**Exercises to complete:**
**A)** In the NYC metro ridership forecasting notebook, repeat the passage from "- UNIT = Remote" up to and including "that was recovered.".
**B)** Answer these from the NYC metro ridership forecasting notebook:
(i) How often do most of the registry audits occur?
(ii) How many stations did the author choose to focus on?
(iii) About how much RAM does the notebook require?
**C)** Carry the NYC metro ridership forecasting notebook forward from its final line.

**Text to read:**
■ ■ ■ ■ ■
# Raizen challenge - Data Analysis
### by: Henrique Voni

## Description
The challenge consists of forecasting the number of people that uses NYC metro using 7 years of history collected from turnstiles and stations. Most of the registries are audits that occurred every 4 hours, along with other entries (see `DESC` field description).


## TL;DR Proposed solution
The solution is proposed in two parts: the first one contains all data visualization and exploratory data analysis that guided me in the modelling part. I'd rather focus on the 4 busiest stations since (a priori) they don't share any relevant information with each other, and therefore it was generated one model per station.

### Modelling 
It worth mentioning that i don't like to plug any DNN and expect good results without understanding what the problem requires. So, i like to start with simple/classic models and then proceed adding complexity to the solution. In this case, i used ARIMA models with a good analysis on parameter discovery and an ETS model (Exponential Smoothing). In a more depth analysis, i'd apply deep networks and/or Transformers that can capture long term temporal correlations in data.

### Handling with data
Performance was a big part of this challenge. Some memory optimizations were made in order to work with the dataset, but `pandas` is not the best choice around for dealing with this amount of data. On a real case with appropriate time, i'd explore `dask` or `polars` for a better suitable solution.

Please consider that this notebook requires ~10Gb RAM.


## Dataset Field Description

- CA = Control Area (A002) 
- UNIT = Remote Unit for a station (R051) 
- SCP = Subunit Channel Position represents an specific address for a device (02-00-00) 
- STATION = Represents the station name the device is located at 
- LINENAME = Represents all train lines that can be boarded at this station Normally lines are represented by one character. LINENAME 456NQR repersents train server for 4, 5, 6, N, Q, and R trains. 
- DIVISION = Represents the Line originally the station belonged to BMT, IRT, or IND
- TIME = Represents the datetime value for the registry
- DESC = Represent the REGULAR scheduled audit event (Normally occurs every 4 hours) 
    1. Audits may occur more that 4 hours due to planning, or troubleshooting activities. 
    2. Additionally, there may be a RECOVR AUD entry This refers to a missed audit that was recovered. 
- ENTRIES = The comulative entry register value for a device 
- EXIST = The cumulative exit register value for a device


### If you have any questions or issues running the experiment, i'd be more than happy to help at voni.henrique@gmail.com

In [1]:
import numpy as np 
import pandas as pd
from glob import glob
import matplotlib.pyplot as plt
import seaborn as sns
from statsmodels.tsa.seasonal import seasonal_decompose
from statsmodels.tsa.stattools import adfuller
from statsmodels.tsa.arima.model import ARIMA
from statsmodels.tsa.holtwinters import SimpleExpSmoothing
from statsmodels.graphics.tsaplots import plot_pacf, plot_acf
from sklearn.metrics import mean_squared_error as MSE

from scipy.signal import detrend

sns.set_theme()
■ ■ ■ ■ ■
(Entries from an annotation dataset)

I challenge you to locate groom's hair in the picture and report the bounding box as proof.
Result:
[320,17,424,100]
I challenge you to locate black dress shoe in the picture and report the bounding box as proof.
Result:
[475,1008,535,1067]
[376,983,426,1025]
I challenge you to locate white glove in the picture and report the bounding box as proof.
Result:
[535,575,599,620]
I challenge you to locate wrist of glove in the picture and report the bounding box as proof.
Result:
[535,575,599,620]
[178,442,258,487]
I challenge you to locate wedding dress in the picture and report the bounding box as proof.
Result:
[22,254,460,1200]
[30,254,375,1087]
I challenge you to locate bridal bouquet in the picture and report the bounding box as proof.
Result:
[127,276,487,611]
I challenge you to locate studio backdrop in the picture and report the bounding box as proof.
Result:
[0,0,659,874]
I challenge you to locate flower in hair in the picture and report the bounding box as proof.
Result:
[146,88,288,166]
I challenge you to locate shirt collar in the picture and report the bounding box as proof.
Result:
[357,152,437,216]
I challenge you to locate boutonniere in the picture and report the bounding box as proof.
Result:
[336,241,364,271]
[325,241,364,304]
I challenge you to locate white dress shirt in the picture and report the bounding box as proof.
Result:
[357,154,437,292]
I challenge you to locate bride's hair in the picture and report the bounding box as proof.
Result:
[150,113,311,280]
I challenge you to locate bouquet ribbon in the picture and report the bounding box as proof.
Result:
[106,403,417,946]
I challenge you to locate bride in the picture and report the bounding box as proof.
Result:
■ ■ ■ ■ ■
**Answers to the exercise:**
**A)**
- UNIT = Remote Unit for a station (R051) 
- SCP = Subunit Channel Position represents an specific address for a device (02-00-00) 
- STATION = Represents the station name the device is located at 
- LINENAME = Represents all train lines that can be boarded at this station Normally lines are represented by one character. LINENAME 456NQR repersents train server for 4, 5, 6, N, Q, and R trains. 
- DIVISION = Represents the Line originally the station belonged to BMT, IRT, or IND
- TIME = Represents the datetime value for the registry
- DESC = Represent the REGULAR scheduled audit event (Normally occurs every 4 hours) 
    1. Audits may occur more that 4 hours due to planning, or troubleshooting activities. 
    2. Additionally, there may be a RECOVR AUD entry This refers to a missed audit that was recovered.

**B)**
(i) Every 4 hours.
(ii) Four, the busiest ones.
(iii) About 10Gb.

**C)**
import os
for dirname, _, filenames in os.walk('/kaggle/input'):
    for filename in filenames:
        print(os.path.join(dirname, filename))

In [2]:
# FUNCTIONS 
def downcast_columns(df):
    for column in df:
        if df[column].dtype == 'float64':
            df[column]=pd.to_numeric(df[column], downcast='float')
        if df[column].dtype == 'int64':
            df[column]=pd.to_numeric(df[column], downcast='integer')
    return df


def generate_train_test(df=None, station_name=None, test_date_start=None, detrendify=True):
    station_df = df.iloc[df.index.get_level_values('station') == station_name]
    
    if detrendify:
        station_df['detrended'] = detrend(station_df.traffic)

    x_train = station_df.iloc[station_df.index.get_level_values('time') < test_date_start].reset_index().detrended.astype(float)
    x_test = station_df.iloc[station_df.index.get_level_values('time') > test_date_start].reset_index().detrended.astype(float)
    return x_train, x_test

def analyze_arima_params(x_train=None):
    # parameter D
    test = adfuller(x_train)
    print('ADF Statistic: %f' % test[0])
    print('p-value: %f' % test[1])

    # parameter P
    plot_pacf(x_train.diff().dropna())
    plt.show()

    # parameter Q
    plot_acf(x_train.diff().dropna())
    plt.show()


def model_pipeline(model_name='ARIMA', p=[1,5], d=0, q=[7,11], x_train=None, x_test=None):
    history = [x for x in x_train]
    predictions = []
    
    for t in range(len(x_test)):
        if model_name == 'ARIMA':
            model = ARIMA(history, order=(p, d, q))
        else:
            model = SimpleExpSmoothing(history)

        model_fit = model.fit()
        output = model_fit.forecast()
        yhat = output[0]
        predictions.append(yhat)
        obs = x_test[t]
        history.append(obs)
    
    return history, predictions

In [3]:
INPUT_PATH = '/kaggle/input/mta-dataset'

columns = ['time', 'station', 'desc', 'entries', 'exits']
column_dtypes = {
    'station' : 'string',
    'desc' : 'string', 
    'entries' : 'Int32',
    'exits' : 'Int32'
}

df = pd.concat([pd.read_csv(file, 
                             dtype=column_dtypes, 
                             usecols=columns, 
                             parse_dates=['time'])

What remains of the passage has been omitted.